EXERCISE BRIEF - Among the lines below, keep only those from the one containing "The function MUST provide one point per instance of the ear" through the one containing "535, row 216.", and reproduce them exactly.

*** SOURCE RECORDS ***

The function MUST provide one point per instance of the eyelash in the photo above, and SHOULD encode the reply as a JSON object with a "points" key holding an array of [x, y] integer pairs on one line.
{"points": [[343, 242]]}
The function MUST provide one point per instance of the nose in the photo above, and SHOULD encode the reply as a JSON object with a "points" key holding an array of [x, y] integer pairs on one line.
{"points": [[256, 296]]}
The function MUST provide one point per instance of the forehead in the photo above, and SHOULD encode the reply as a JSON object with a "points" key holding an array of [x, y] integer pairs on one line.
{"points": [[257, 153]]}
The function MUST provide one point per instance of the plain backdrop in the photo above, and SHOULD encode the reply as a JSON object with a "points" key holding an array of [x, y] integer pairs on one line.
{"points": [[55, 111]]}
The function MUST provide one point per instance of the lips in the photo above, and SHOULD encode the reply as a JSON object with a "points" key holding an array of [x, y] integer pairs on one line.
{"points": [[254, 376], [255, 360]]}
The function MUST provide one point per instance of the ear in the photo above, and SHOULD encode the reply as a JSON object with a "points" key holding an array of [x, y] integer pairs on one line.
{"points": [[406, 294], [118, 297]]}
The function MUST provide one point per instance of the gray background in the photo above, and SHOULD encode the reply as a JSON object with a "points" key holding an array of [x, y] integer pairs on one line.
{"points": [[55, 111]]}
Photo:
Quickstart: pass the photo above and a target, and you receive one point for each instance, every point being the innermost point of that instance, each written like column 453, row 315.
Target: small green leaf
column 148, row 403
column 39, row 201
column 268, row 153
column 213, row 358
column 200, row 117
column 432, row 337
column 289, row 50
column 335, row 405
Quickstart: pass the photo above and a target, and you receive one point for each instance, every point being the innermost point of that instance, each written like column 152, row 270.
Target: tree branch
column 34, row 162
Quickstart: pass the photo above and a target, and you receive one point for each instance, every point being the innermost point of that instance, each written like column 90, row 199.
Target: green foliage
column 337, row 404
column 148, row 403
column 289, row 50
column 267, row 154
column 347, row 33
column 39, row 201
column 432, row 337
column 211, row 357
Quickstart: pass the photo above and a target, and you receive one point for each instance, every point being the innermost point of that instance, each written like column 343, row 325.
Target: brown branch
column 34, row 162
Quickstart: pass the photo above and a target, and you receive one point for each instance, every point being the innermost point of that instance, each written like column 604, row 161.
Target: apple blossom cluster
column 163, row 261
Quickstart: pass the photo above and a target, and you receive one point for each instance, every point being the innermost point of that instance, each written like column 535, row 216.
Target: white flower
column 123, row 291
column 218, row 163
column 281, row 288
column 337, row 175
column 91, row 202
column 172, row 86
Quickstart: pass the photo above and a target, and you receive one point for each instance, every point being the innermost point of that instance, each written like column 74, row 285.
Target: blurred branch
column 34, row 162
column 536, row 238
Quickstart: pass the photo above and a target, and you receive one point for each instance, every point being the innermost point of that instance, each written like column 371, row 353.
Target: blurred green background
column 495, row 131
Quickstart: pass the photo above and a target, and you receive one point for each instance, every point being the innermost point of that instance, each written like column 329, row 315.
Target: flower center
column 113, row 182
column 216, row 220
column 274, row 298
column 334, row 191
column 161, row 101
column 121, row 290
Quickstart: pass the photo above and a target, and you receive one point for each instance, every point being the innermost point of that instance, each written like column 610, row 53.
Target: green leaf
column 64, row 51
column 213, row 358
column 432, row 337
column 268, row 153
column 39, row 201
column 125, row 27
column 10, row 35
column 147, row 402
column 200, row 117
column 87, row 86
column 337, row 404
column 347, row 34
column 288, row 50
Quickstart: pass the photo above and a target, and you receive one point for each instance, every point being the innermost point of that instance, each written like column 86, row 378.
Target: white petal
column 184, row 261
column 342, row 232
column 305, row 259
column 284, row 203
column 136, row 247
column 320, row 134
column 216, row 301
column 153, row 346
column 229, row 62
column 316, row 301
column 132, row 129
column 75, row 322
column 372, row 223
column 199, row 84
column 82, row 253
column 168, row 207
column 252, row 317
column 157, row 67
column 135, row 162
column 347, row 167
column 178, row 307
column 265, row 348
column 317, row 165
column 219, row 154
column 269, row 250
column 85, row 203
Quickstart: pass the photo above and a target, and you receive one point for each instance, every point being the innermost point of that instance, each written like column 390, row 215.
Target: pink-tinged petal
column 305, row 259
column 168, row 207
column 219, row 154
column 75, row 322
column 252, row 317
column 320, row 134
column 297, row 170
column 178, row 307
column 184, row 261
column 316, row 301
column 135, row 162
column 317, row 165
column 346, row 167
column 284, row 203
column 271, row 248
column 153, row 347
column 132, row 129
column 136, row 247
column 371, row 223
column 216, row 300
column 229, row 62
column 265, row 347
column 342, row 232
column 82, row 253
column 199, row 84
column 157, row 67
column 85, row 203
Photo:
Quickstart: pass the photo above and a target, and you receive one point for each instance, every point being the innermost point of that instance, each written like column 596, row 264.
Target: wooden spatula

*** End of SOURCE RECORDS ***
*** SOURCE RECORDS ***

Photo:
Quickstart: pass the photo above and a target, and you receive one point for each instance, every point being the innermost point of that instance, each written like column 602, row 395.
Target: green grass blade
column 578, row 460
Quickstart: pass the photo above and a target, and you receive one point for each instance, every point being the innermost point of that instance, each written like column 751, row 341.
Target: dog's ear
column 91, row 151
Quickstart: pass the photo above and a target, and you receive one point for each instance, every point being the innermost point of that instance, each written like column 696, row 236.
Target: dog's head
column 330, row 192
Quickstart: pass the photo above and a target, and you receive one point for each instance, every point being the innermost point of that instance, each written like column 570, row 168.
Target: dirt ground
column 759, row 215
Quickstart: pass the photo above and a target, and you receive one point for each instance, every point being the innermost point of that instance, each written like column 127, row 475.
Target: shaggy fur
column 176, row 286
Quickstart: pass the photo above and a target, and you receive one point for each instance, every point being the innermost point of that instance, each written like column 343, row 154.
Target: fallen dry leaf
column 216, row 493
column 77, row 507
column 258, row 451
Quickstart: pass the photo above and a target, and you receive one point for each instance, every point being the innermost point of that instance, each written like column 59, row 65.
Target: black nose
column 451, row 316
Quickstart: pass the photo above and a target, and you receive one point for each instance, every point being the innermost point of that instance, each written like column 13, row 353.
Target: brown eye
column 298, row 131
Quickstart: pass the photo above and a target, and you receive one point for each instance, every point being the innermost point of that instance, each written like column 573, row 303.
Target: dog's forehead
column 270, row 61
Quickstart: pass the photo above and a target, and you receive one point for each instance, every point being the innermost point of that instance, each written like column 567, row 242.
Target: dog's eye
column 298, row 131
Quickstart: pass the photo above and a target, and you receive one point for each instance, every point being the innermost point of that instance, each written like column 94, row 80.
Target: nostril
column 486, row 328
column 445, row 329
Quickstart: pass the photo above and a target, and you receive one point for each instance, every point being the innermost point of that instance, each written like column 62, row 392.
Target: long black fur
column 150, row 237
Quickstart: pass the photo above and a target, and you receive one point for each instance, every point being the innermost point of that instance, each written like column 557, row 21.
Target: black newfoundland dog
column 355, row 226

*** End of SOURCE RECORDS ***

TASK SOLUTION -
The function MUST provide one point per instance of the ear in the photo above, and SHOULD encode the reply as a JSON object with a "points" key holding an array of [x, y] integer pairs on one line.
{"points": [[406, 294], [118, 297]]}
The function MUST provide one point per instance of the gray background in the photo above, and SHOULD encode the reply as a JSON object with a "points" key holding an array of [x, y] integer pairs on one line.
{"points": [[55, 111]]}
Photo:
Quickstart: pass the photo above and a target, and you receive one point for each instance, every point being the innermost point of that instance, each written like column 453, row 315.
Target: small green leaf
column 148, row 403
column 39, row 201
column 268, row 153
column 213, row 358
column 200, row 117
column 432, row 337
column 289, row 50
column 335, row 405
Quickstart: pass the photo above and a target, and you receive one point for each instance, every point being the innermost point of that instance, each written like column 152, row 270.
Target: tree branch
column 34, row 162
Quickstart: pass the photo above and a target, and you receive one point for each instance, every point being the innermost point of that instance, each written like column 90, row 199.
Target: green foliage
column 337, row 404
column 148, row 403
column 289, row 50
column 267, row 154
column 347, row 33
column 39, row 201
column 432, row 337
column 211, row 357
Quickstart: pass the photo above and a target, and you receive one point for each instance, every point being the innermost point of that instance, each written like column 343, row 325.
Target: brown branch
column 34, row 162
Quickstart: pass the photo above and a target, and you receive one point for each instance, every point being the innermost point of that instance, each written like column 604, row 161.
Target: apple blossom cluster
column 163, row 261
Quickstart: pass the photo above and a target, and you receive one point for each instance, every point being the innermost point of that instance, each written like column 535, row 216.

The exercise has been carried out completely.